[What is required] Taking the listing below, restate word for word each line from the line with "point: water reflection" to the line with "point: tall reed", ends included, and stop there.

[Records for this exercise]
-=-=-=-=-

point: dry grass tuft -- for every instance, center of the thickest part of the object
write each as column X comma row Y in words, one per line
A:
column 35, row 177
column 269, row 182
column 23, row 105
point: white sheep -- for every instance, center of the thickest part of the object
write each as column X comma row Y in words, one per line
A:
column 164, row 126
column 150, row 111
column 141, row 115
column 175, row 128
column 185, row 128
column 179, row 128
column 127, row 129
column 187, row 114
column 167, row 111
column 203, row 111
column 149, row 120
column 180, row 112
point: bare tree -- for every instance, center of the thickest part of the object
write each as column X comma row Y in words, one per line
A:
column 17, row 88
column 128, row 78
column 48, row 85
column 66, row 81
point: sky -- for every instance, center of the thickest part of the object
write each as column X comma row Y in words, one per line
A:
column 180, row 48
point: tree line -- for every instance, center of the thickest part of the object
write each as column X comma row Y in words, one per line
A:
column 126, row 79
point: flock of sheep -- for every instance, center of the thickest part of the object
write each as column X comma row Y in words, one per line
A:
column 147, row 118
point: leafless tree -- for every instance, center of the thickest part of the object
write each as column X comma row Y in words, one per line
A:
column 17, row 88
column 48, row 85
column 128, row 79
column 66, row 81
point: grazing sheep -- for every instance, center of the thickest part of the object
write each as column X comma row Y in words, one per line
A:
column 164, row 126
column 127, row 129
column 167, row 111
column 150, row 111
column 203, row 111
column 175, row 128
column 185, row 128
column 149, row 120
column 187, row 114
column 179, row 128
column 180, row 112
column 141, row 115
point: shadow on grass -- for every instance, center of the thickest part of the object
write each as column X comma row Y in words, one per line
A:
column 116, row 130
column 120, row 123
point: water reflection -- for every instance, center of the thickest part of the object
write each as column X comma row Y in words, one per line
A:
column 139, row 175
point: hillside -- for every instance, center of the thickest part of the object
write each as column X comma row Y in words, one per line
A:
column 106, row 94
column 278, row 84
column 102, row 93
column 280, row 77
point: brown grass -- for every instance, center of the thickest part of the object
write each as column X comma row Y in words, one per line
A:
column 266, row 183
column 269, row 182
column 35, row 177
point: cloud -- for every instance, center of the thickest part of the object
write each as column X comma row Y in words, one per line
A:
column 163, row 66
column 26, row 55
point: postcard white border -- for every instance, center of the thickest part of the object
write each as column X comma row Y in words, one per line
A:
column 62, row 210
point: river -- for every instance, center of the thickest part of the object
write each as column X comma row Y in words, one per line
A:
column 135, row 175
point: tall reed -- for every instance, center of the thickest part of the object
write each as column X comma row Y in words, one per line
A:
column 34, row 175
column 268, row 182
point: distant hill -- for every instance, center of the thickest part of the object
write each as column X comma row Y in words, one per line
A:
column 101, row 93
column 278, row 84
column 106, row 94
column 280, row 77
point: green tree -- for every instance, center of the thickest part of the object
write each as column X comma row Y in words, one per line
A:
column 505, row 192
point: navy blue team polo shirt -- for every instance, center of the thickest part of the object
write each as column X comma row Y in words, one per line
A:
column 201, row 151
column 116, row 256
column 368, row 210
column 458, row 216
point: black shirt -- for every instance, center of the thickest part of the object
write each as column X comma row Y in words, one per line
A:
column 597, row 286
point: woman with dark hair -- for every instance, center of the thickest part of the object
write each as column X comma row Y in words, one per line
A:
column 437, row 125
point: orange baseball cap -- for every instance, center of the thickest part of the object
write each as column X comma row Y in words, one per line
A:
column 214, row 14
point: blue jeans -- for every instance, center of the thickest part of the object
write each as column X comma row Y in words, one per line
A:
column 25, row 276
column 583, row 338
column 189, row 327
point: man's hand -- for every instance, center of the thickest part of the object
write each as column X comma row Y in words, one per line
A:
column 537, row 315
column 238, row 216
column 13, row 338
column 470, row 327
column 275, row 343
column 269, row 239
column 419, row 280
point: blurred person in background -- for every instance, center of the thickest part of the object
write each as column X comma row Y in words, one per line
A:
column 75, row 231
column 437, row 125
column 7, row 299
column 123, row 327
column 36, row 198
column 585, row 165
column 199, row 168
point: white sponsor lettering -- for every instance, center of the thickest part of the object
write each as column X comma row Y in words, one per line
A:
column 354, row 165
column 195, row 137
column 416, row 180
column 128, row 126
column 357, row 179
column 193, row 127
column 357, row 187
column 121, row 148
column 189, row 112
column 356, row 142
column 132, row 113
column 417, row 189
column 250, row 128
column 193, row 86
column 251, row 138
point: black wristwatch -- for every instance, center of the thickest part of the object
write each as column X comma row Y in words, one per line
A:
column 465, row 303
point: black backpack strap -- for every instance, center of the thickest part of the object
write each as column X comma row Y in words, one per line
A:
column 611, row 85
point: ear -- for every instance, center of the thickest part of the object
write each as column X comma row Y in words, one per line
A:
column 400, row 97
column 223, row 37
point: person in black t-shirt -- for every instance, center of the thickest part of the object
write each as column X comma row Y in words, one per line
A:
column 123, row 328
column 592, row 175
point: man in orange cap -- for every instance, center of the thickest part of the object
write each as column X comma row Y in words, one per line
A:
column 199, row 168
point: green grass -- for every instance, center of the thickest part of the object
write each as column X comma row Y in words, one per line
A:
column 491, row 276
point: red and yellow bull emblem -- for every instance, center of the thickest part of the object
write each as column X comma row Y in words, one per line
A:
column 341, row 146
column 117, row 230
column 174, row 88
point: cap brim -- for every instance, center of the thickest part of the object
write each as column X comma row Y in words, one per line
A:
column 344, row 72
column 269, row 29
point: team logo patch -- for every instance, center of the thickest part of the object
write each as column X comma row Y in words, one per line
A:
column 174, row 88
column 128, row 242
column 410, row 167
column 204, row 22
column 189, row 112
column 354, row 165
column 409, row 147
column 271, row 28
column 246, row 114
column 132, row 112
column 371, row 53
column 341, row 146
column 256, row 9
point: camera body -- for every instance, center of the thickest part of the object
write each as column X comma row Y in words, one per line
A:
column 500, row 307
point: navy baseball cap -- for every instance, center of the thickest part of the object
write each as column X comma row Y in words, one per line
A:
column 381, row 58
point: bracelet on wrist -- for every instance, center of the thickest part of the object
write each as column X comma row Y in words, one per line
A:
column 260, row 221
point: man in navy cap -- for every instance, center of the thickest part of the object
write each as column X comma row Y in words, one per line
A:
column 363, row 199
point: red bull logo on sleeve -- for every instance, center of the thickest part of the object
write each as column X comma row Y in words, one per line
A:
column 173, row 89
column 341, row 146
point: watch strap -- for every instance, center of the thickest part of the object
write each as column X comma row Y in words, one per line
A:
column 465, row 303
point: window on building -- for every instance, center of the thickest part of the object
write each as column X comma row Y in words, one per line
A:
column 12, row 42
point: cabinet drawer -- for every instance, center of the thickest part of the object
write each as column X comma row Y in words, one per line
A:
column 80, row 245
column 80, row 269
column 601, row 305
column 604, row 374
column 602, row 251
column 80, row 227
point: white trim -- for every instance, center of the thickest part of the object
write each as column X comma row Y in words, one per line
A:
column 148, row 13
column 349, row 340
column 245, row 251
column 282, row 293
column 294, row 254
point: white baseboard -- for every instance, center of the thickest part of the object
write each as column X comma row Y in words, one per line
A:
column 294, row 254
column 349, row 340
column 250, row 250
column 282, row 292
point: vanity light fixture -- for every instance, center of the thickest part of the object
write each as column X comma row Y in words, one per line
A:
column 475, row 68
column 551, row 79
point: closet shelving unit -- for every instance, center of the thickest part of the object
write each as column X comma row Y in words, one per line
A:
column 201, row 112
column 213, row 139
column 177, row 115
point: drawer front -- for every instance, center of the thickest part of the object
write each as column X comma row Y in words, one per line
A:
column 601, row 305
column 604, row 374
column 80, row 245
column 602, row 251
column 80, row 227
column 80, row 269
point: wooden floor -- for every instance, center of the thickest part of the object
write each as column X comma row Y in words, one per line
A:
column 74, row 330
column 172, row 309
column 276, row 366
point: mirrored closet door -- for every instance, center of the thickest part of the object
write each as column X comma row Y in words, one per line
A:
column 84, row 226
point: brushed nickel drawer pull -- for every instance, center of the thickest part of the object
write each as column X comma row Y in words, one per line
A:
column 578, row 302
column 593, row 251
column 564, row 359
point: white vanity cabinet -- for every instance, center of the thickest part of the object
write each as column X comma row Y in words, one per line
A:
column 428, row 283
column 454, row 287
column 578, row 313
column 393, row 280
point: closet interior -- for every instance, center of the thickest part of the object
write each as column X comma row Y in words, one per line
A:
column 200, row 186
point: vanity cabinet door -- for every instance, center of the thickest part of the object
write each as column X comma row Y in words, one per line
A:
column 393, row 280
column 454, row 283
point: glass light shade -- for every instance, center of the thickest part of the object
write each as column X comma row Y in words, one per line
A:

-=-=-=-=-

[Your solution]
point: water reflection -- for every instance, center of the thickest part of the object
write each as column X comma row Y in words, one per line
A:
column 139, row 175
point: hillside -- for every instance, center of the thickest part of the object
write each as column X comma row Y in words, one per line
A:
column 106, row 94
column 278, row 84
column 102, row 93
column 280, row 77
point: brown grass -- for every instance, center of the thickest part of the object
write each as column X comma row Y in words, one per line
A:
column 266, row 183
column 269, row 182
column 35, row 177
point: cloud -- for every instance, center of the thickest part of the object
write each as column X comma row Y in words, one per line
A:
column 163, row 66
column 26, row 55
point: postcard white border -- for every instance, center of the thickest part of the object
write each as column X comma row Y in words, one per line
A:
column 62, row 210
point: river -- for every instance, center of the thickest part of the object
write each as column X comma row Y in words, one per line
A:
column 135, row 175
point: tall reed -- for every instance, center of the thickest part of the object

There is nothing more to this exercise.